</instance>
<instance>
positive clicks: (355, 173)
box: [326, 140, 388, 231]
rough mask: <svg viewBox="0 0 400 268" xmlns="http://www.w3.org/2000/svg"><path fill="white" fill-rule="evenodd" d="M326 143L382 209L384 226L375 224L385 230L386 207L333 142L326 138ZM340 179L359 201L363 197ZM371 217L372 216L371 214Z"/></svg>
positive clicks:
━━━
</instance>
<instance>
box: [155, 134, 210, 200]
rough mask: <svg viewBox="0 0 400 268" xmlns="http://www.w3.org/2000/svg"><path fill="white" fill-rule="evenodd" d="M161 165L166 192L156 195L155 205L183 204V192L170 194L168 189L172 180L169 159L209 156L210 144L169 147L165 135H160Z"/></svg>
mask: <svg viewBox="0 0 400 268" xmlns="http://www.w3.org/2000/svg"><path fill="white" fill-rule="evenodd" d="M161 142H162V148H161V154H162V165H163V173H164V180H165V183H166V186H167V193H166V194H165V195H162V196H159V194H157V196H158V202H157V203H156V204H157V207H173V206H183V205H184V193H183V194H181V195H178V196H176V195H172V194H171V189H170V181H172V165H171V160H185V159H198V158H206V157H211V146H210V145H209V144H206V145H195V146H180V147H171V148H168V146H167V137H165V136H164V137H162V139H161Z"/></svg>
━━━
What you will do - Each line that contains the string "positive" should be copied from the data above.

Solution -
positive clicks: (355, 173)
positive clicks:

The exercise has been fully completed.